Work to be completed = Filter the entries and copy out every line that contains the word "cluster".

Provided material =
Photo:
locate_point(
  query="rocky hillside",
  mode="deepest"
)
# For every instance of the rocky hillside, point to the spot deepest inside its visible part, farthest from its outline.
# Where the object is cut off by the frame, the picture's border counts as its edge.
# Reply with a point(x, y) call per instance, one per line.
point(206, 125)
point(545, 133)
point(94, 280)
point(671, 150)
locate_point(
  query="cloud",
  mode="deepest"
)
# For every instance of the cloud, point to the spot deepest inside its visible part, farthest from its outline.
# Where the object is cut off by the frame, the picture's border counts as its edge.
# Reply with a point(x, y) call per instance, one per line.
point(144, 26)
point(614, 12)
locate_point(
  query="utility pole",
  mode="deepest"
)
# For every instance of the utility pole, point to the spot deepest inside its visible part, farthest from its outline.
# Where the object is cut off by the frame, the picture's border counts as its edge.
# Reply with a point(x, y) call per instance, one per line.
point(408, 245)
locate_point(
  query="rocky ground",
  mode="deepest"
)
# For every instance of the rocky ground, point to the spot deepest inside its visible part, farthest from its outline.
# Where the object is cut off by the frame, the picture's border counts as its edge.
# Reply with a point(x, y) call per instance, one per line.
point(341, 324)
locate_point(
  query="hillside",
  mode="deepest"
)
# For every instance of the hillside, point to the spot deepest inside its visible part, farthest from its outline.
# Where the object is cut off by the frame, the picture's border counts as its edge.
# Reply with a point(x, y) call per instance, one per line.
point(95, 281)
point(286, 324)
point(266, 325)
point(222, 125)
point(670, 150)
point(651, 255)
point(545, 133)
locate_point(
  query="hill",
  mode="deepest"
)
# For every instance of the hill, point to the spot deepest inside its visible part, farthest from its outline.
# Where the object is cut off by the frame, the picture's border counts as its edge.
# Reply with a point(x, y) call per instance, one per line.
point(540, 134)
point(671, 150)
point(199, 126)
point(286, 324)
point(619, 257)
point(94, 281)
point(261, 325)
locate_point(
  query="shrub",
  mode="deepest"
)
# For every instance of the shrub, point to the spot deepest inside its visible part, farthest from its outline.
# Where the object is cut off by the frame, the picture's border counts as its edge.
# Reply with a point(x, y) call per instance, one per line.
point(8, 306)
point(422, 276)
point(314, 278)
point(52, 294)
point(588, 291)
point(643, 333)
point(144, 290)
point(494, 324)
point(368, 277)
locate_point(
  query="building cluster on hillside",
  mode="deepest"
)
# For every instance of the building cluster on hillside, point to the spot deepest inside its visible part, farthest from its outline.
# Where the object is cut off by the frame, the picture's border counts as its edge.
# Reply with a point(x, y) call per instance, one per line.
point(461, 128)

Response =
  query="building cluster on hillside",
# For every instance of the building cluster on hillside, point to the spot deepest inside its visible part, farthest from its outline.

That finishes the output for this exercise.